§ DATA FOR THIS EXERCISE:
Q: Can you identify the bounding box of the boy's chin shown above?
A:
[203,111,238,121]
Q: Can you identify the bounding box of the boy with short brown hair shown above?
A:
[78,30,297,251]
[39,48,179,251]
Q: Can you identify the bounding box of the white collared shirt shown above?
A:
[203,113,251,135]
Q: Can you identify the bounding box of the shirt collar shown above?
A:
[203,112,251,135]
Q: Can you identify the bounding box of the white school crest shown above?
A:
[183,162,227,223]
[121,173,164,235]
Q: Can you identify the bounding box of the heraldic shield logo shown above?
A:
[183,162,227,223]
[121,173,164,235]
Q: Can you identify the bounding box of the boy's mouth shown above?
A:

==

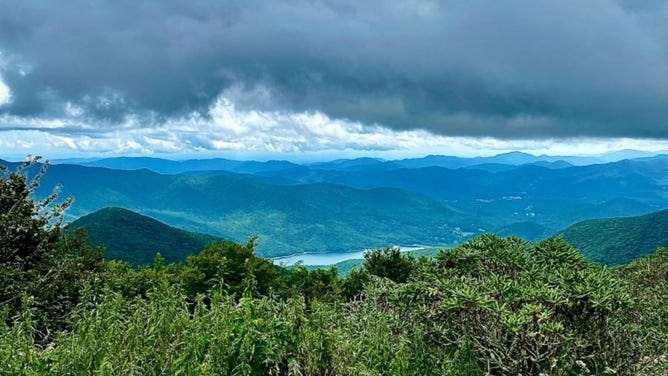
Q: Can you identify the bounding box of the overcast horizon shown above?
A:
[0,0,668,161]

--

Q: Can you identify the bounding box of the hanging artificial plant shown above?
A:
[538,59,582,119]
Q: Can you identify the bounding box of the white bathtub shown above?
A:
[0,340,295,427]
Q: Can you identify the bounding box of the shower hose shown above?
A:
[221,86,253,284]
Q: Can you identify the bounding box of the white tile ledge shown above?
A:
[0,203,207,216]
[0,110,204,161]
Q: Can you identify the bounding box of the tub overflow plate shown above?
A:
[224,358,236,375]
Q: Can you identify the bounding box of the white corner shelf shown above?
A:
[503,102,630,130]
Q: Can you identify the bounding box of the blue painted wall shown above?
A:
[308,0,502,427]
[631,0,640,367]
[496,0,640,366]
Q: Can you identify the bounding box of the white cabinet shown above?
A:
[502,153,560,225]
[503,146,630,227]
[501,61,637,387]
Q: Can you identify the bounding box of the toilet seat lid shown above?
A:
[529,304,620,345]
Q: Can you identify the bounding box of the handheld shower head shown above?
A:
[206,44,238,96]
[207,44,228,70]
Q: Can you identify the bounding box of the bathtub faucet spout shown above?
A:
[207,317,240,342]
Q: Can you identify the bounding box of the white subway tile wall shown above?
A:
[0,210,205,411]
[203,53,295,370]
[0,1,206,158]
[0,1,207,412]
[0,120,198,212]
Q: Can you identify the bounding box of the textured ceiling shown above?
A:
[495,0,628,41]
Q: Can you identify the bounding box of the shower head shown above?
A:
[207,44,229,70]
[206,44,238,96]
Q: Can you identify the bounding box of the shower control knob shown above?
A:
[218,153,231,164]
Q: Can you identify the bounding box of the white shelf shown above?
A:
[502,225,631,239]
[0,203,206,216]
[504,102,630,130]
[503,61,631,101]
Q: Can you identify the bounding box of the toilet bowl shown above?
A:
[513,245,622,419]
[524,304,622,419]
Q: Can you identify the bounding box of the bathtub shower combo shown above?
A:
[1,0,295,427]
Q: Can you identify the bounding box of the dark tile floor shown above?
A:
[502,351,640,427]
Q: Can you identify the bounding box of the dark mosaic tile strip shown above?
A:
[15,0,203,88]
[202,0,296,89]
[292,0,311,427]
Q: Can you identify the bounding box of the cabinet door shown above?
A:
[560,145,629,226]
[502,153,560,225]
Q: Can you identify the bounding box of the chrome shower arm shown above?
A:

§ STATED GOAL: Count the lines in the material above that contain the string "head", and give only that number.

§ ANSWER FOR THE TASK: 2